**Consigne**.
Reprenez tout, de la ligne contenant « TARGET: the white stucco house » jusqu'à la fin des enregistrements, en renommant « tree canopy » en « tree crown », sans rien modifier d'autre.

══ Enregistrements ══

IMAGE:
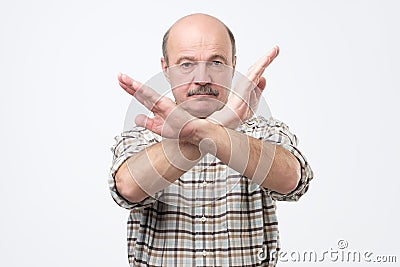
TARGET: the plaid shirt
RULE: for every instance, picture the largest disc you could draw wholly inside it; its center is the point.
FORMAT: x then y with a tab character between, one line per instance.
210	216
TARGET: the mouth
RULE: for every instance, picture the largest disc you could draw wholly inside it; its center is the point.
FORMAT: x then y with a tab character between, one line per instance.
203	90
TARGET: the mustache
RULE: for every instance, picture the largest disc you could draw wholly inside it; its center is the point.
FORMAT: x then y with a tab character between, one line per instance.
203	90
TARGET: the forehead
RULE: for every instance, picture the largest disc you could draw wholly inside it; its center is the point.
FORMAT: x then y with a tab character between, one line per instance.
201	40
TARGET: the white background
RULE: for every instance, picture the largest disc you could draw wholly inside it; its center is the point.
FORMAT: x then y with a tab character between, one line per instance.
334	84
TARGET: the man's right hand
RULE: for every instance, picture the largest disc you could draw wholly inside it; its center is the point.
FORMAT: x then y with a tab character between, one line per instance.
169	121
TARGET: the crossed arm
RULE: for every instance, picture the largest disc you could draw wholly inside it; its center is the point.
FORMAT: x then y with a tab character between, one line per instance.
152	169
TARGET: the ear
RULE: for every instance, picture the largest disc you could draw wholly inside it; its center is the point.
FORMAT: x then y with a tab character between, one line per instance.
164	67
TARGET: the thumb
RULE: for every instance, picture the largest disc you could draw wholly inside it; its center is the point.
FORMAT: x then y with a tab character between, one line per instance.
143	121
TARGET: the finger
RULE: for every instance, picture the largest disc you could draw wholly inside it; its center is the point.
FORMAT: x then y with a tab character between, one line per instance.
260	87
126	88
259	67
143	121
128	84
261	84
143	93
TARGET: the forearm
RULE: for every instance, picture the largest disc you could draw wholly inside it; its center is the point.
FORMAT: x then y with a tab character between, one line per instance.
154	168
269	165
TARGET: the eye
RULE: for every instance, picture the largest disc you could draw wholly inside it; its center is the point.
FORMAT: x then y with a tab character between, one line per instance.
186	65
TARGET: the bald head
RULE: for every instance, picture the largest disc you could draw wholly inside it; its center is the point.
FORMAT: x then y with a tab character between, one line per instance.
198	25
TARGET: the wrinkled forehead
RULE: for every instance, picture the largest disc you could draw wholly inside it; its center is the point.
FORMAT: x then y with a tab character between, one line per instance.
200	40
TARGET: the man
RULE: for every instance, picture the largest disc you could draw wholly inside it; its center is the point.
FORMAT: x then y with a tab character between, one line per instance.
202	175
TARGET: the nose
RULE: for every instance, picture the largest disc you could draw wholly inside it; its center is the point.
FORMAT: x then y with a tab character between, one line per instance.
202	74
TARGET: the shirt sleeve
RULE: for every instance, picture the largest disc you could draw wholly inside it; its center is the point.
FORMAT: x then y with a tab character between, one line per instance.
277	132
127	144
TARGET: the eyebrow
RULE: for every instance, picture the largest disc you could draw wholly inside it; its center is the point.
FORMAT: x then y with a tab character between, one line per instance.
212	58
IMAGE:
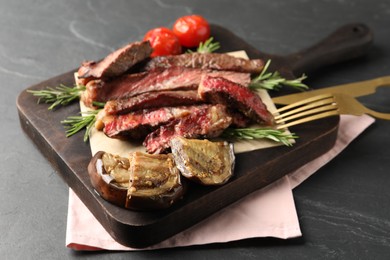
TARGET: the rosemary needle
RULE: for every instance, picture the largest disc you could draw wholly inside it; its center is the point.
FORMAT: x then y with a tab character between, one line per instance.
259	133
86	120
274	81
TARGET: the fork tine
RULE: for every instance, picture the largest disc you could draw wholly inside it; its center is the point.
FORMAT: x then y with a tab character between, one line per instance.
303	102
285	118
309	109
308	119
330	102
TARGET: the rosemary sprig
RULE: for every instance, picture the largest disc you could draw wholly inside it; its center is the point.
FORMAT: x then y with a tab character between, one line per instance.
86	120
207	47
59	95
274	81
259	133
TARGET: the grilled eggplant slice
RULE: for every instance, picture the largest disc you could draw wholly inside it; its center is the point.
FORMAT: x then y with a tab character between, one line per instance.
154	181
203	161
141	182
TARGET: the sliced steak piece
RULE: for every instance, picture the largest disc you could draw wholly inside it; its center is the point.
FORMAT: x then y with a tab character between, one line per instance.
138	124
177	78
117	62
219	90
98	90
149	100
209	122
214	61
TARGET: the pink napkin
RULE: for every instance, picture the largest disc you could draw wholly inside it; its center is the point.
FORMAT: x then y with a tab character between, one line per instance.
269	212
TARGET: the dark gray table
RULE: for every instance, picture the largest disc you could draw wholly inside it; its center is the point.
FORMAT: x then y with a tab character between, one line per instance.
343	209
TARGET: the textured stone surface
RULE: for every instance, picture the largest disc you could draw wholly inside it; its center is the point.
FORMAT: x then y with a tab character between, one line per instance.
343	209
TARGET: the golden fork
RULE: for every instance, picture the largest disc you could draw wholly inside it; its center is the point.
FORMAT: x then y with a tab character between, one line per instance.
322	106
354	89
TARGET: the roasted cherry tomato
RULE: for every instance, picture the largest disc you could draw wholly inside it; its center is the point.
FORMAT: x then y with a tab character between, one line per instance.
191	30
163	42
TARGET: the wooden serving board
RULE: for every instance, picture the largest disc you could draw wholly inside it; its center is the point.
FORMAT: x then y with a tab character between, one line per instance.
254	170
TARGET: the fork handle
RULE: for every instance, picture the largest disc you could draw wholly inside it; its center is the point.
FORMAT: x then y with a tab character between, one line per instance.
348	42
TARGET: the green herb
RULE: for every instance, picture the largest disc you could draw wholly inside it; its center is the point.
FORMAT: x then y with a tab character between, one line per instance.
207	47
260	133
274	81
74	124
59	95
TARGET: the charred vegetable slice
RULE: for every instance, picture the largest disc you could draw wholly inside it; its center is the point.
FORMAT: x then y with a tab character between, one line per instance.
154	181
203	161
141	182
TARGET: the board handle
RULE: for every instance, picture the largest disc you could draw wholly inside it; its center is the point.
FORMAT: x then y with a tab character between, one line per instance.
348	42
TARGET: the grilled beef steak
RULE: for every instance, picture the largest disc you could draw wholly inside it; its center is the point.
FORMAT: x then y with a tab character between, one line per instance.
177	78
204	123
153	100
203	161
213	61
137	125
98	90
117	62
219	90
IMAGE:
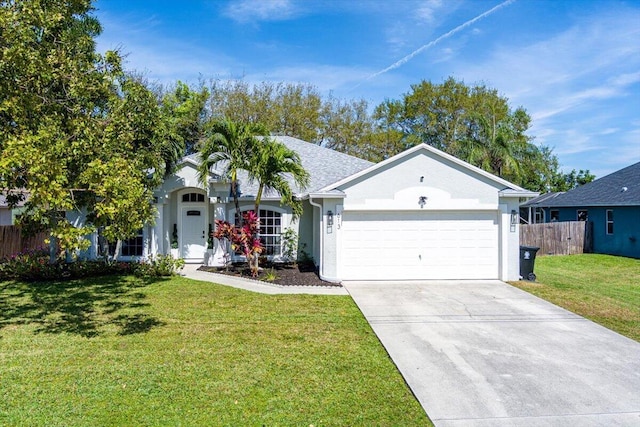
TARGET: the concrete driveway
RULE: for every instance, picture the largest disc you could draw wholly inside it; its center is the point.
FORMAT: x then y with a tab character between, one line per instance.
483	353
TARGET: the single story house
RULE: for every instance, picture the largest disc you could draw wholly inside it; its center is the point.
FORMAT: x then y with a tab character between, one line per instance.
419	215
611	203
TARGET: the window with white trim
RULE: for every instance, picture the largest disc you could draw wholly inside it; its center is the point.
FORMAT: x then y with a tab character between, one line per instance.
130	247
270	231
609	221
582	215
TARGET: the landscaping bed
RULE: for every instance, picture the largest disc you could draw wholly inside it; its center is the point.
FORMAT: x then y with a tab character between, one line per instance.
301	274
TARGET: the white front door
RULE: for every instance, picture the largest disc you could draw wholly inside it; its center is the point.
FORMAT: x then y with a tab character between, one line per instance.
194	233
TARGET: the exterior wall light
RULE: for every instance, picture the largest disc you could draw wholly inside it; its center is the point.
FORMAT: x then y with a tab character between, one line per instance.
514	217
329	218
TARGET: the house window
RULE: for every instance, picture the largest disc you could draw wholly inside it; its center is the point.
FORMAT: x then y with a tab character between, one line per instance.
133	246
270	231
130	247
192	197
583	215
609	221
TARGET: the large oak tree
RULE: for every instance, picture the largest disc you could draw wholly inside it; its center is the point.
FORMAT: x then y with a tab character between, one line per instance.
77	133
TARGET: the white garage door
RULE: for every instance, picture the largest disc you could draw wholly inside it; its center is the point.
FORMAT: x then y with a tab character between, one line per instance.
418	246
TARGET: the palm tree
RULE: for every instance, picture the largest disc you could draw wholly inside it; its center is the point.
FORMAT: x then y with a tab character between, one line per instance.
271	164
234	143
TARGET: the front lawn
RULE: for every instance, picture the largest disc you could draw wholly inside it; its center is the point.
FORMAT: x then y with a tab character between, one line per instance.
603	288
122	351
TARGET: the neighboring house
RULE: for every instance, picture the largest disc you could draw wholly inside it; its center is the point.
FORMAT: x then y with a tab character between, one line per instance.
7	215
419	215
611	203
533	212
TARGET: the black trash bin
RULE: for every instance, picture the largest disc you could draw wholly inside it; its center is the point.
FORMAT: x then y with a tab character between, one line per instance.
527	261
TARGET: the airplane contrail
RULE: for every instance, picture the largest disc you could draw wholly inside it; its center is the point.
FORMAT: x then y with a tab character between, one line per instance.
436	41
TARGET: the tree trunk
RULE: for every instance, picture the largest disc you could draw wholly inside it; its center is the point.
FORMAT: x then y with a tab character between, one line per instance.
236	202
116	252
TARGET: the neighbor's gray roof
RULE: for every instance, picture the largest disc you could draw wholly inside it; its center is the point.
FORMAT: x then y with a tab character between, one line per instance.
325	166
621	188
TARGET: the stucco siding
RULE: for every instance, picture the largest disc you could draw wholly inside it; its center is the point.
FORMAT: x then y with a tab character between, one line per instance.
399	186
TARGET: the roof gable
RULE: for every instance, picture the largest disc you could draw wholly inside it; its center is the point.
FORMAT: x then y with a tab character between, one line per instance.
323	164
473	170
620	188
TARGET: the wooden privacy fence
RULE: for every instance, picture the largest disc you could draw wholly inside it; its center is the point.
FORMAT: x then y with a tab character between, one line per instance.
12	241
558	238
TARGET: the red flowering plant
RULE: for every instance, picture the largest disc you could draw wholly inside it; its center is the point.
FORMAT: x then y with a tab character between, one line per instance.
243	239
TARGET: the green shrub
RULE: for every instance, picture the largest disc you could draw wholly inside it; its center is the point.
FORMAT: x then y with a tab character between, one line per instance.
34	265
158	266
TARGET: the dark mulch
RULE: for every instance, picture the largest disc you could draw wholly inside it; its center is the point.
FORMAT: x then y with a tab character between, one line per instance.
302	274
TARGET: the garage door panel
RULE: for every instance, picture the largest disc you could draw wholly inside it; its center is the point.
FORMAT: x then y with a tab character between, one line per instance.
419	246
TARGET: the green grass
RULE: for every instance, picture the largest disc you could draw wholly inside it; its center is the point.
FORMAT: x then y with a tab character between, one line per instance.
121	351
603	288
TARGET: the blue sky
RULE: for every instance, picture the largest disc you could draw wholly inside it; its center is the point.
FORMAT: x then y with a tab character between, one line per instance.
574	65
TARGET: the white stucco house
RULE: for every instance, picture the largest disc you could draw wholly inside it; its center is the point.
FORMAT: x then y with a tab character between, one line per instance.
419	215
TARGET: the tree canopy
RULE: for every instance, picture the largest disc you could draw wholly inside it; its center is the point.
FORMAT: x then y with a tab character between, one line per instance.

═══

**Réponse attendue**.
TARGET: the white stucco house
RULE: for every instance, picture the largest disc you could draw wholly inside it; its center is the point.
FORMAT: x then y with a tab character between, one line per instance.
419	215
TARGET: the tree crown
RULE: for every instance, picture the largest disc you could draw wholly inside it; its center is the point.
FORMAT: x then y with a tab character between, one line per instance.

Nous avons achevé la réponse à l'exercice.